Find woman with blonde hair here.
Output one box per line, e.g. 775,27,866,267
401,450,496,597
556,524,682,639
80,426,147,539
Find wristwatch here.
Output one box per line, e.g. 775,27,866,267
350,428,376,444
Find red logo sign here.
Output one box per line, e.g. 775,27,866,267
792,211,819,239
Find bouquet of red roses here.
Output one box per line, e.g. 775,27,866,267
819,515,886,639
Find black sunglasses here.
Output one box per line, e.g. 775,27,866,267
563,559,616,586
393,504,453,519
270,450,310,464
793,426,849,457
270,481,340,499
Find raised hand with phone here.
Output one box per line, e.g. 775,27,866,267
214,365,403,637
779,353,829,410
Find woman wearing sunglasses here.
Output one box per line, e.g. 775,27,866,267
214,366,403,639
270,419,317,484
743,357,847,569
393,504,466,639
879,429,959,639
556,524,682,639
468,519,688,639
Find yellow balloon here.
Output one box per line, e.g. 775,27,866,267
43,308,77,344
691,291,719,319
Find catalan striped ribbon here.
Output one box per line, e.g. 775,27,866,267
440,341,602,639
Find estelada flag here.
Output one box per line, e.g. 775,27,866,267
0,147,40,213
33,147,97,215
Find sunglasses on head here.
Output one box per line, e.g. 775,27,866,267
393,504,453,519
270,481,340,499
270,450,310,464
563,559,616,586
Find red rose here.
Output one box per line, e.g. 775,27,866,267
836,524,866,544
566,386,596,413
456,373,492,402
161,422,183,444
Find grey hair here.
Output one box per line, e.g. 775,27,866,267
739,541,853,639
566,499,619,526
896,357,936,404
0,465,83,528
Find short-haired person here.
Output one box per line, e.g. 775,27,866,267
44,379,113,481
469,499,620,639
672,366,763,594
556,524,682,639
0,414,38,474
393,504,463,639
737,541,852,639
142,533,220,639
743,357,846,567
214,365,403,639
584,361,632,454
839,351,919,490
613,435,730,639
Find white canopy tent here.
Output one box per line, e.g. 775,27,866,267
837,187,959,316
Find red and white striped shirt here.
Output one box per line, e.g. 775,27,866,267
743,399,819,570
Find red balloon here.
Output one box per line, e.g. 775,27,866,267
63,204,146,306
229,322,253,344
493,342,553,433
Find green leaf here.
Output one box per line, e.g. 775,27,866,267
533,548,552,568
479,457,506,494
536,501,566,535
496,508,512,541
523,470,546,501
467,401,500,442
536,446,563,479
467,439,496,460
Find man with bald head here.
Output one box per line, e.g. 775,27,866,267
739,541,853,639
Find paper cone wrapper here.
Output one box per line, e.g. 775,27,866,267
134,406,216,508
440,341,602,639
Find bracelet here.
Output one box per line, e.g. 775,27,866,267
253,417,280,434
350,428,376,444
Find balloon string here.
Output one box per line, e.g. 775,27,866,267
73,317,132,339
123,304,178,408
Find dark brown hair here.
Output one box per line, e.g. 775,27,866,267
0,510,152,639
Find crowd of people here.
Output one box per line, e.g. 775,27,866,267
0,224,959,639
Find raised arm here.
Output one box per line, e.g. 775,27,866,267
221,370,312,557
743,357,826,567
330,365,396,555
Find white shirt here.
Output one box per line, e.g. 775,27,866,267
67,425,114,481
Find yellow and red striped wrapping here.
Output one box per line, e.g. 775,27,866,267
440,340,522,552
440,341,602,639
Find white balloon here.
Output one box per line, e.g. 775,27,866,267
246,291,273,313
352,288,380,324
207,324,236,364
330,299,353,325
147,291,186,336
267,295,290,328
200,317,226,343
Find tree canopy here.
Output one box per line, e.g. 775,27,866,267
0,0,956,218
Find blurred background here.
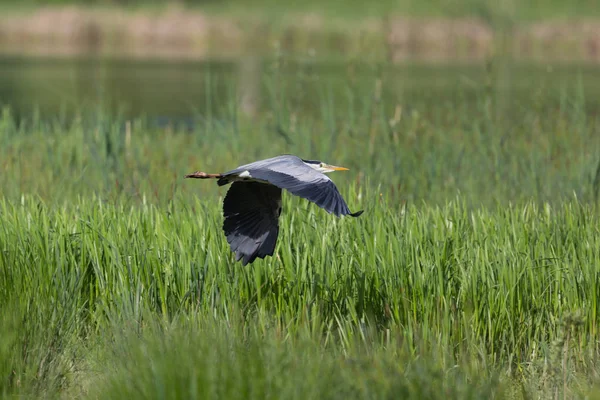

- - - -

Rewrite the lines starting with the line containing "Find catalan striped ribbon here." and ending with the line containing "0,465,83,528", putting "banner" in place of "flag" and leaving everything else unchanged.

Full answer:
Find catalan striped ribbon here.
Output one box per line, e.g. 775,27,866,267
440,341,602,639
Find estelada banner here.
Output one box per line, e.g. 775,27,866,267
0,147,40,213
33,147,97,215
Find sunglasses on head here.
Output one box per line, e.g. 775,27,866,267
393,504,453,519
270,481,340,499
270,450,310,464
563,559,616,586
Find red rose here.
Output one box per line, e.g. 775,27,866,267
836,524,866,544
566,386,596,413
456,373,492,402
161,422,183,444
Find grey hair here.
Output one box per line, e.g. 775,27,866,267
739,541,853,639
566,499,619,526
896,357,936,404
0,465,83,528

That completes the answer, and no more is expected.